[ABOUT THIS TASK]
When a line of the records contains "logo", copy it.
▼
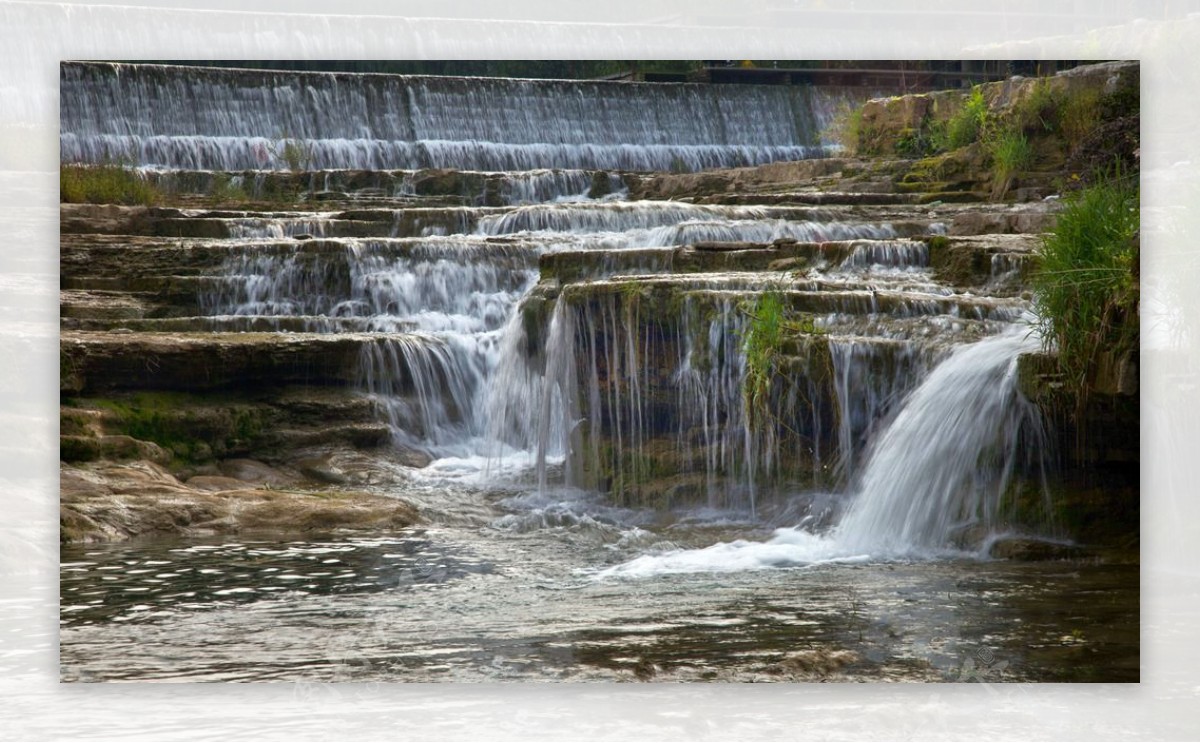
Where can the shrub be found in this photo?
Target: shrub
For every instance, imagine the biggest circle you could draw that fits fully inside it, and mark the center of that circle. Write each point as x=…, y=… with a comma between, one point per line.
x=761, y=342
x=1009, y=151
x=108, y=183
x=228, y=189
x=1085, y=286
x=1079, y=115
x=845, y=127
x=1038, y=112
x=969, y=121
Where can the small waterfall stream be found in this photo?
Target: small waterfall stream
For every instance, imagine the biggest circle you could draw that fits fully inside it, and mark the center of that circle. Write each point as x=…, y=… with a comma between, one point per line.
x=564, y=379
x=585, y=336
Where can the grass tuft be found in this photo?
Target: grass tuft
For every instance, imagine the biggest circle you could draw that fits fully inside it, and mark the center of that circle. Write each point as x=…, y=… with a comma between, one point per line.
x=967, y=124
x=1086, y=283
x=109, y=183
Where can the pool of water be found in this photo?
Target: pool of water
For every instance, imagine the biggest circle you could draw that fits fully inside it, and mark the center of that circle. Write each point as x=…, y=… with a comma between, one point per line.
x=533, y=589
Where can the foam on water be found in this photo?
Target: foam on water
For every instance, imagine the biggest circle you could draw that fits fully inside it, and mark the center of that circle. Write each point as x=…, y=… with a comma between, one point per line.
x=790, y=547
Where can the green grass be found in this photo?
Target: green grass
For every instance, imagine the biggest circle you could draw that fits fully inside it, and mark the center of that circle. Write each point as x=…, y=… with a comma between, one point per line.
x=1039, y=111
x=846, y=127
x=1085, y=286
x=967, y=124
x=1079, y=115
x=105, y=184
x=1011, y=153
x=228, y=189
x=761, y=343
▲
▼
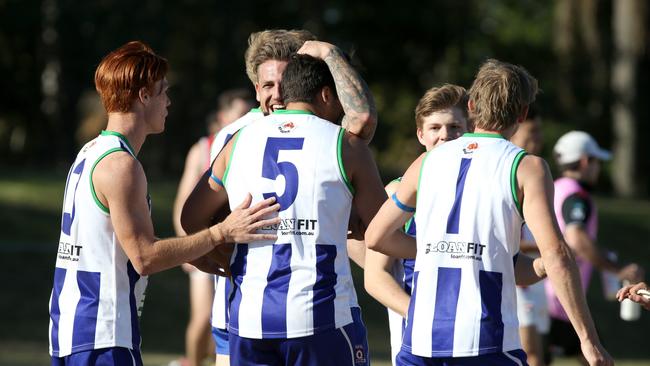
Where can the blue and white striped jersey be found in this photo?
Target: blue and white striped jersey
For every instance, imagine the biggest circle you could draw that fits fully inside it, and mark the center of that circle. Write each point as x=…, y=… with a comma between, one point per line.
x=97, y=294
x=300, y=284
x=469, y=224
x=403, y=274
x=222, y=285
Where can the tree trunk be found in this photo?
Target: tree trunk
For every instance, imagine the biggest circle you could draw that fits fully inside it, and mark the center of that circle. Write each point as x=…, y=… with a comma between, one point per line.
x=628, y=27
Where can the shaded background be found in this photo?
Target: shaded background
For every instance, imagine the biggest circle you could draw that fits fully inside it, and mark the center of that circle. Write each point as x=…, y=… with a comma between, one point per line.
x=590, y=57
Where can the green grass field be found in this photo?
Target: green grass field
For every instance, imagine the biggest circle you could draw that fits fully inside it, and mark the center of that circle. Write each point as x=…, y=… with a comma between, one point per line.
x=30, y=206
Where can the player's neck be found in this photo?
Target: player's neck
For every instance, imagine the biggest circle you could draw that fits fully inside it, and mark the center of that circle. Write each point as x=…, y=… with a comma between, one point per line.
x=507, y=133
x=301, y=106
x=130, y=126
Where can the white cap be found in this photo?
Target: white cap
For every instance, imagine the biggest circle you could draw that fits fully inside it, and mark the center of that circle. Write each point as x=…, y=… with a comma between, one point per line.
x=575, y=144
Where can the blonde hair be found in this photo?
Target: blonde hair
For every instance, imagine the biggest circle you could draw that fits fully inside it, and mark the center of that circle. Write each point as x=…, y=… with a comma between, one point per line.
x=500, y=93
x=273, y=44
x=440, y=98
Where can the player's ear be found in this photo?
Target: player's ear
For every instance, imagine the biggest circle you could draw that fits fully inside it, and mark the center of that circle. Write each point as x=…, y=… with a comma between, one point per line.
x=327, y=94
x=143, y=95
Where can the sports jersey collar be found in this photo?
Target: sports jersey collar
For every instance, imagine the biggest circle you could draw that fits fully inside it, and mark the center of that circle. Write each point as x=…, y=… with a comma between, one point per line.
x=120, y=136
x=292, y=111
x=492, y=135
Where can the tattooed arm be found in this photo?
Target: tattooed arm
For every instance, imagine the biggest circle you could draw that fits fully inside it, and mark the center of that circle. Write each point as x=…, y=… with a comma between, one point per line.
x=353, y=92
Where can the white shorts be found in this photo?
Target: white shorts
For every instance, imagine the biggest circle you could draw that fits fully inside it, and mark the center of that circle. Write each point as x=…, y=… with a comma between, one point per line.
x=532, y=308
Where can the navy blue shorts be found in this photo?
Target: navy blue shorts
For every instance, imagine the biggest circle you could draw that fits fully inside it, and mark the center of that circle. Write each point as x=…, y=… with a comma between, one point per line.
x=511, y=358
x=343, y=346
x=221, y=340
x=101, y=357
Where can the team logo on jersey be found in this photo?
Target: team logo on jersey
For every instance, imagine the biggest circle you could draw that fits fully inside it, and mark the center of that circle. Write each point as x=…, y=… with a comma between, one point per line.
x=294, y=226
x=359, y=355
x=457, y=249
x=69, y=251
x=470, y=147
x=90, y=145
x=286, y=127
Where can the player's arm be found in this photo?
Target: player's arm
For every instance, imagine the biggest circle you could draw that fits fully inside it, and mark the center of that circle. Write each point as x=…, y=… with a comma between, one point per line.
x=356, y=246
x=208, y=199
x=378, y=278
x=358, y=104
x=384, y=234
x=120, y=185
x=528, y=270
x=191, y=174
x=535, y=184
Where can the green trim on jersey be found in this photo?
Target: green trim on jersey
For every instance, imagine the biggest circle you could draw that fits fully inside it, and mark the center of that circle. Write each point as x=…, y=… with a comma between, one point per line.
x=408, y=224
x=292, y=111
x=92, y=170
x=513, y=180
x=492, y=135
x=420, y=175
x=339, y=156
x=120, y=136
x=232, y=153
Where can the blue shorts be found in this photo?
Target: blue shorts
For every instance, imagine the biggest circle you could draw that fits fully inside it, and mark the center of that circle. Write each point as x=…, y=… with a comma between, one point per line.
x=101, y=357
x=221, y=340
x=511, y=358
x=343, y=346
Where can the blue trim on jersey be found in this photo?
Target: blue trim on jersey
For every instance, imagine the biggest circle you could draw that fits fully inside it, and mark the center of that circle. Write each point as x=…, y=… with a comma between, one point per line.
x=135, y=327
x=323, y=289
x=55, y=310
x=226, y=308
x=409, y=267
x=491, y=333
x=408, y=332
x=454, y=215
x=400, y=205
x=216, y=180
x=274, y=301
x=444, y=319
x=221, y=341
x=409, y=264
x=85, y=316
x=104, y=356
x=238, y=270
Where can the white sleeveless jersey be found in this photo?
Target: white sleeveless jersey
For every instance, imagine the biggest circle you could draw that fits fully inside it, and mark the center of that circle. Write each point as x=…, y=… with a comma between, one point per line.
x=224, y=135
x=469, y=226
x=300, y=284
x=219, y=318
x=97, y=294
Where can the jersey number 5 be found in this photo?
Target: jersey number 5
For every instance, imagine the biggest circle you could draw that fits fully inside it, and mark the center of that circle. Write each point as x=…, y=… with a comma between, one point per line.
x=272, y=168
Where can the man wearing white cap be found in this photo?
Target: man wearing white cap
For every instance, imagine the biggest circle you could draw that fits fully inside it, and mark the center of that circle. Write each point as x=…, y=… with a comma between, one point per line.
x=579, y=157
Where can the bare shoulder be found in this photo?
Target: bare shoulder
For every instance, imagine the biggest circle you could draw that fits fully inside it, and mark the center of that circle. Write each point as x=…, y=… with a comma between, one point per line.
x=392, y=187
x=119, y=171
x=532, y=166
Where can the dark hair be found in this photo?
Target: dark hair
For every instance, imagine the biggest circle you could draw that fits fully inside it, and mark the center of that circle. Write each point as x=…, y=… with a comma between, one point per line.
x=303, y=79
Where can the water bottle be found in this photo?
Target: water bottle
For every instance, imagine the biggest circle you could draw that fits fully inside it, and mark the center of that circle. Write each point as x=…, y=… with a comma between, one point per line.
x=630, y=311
▲
▼
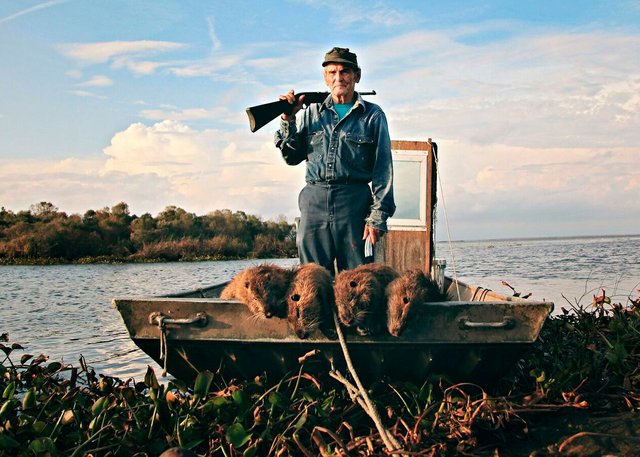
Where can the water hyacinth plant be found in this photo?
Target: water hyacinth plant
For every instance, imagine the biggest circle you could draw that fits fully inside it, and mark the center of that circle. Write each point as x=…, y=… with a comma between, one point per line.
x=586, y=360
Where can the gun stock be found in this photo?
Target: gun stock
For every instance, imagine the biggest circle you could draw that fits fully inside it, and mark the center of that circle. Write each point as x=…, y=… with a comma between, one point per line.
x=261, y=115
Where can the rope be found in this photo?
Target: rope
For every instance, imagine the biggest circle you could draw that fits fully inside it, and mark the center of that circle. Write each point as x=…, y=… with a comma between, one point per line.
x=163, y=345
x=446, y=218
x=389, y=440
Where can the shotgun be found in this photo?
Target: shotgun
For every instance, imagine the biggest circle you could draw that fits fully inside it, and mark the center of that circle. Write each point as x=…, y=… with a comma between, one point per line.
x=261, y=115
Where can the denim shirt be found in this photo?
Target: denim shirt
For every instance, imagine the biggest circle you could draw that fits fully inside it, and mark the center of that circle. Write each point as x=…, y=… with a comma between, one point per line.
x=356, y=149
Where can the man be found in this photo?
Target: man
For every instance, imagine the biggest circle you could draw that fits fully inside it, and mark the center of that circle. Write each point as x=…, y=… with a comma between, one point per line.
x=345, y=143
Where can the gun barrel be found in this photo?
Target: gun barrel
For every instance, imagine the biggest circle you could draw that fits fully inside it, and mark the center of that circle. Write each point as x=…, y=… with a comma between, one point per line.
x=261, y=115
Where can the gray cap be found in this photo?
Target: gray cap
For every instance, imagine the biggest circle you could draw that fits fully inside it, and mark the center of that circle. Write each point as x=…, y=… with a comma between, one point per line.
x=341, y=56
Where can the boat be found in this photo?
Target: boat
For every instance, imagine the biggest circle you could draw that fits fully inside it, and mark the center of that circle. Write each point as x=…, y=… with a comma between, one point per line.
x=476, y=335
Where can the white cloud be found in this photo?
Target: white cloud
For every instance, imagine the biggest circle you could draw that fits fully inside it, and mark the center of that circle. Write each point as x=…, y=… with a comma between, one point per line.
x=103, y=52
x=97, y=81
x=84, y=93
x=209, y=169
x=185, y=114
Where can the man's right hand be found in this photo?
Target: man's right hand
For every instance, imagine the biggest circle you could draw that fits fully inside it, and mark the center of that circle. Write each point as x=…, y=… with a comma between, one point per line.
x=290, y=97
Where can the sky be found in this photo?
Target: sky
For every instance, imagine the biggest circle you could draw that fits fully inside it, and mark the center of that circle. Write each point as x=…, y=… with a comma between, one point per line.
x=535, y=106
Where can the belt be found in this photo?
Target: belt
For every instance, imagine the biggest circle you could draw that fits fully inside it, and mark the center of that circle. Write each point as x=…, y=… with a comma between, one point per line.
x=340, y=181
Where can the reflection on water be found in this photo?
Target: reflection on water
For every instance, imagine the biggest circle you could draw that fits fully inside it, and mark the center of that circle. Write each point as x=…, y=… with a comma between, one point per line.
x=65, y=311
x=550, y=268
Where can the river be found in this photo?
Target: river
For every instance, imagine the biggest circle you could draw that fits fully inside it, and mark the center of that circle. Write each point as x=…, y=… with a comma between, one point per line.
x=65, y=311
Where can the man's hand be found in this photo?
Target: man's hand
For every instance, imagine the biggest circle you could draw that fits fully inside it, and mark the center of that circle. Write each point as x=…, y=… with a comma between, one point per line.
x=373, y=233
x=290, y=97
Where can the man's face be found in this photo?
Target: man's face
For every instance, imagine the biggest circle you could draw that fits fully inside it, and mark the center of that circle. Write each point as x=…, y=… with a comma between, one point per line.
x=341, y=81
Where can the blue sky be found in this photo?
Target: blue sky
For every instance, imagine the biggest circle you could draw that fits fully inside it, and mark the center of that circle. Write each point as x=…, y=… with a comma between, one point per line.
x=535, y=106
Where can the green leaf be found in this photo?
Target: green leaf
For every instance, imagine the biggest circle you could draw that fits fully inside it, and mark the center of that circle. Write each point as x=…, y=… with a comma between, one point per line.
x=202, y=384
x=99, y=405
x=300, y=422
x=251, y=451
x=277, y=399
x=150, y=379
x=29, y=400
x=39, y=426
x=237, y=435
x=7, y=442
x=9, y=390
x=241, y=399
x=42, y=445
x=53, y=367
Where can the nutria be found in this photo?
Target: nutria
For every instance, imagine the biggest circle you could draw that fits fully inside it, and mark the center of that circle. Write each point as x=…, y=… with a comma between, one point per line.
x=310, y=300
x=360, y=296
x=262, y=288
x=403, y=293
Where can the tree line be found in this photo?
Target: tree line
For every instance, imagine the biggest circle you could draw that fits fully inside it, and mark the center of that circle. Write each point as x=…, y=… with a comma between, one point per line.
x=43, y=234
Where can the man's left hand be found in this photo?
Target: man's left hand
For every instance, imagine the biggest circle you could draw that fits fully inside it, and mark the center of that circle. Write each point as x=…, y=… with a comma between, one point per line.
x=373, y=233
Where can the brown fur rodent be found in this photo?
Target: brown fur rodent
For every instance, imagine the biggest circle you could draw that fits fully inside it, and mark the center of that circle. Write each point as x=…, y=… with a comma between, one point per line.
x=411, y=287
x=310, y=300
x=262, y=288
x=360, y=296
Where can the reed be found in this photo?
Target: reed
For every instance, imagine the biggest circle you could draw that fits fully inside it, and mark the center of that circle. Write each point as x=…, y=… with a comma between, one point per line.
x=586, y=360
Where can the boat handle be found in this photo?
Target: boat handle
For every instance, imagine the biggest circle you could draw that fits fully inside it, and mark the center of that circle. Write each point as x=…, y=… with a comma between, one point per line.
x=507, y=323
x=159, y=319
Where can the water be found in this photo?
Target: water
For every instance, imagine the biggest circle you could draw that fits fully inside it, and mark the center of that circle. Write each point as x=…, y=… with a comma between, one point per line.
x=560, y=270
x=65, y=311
▲
[RESPONSE TO THE EXERCISE]
Where can the team logo on jersey be found in this photo?
Target: team logo on jersey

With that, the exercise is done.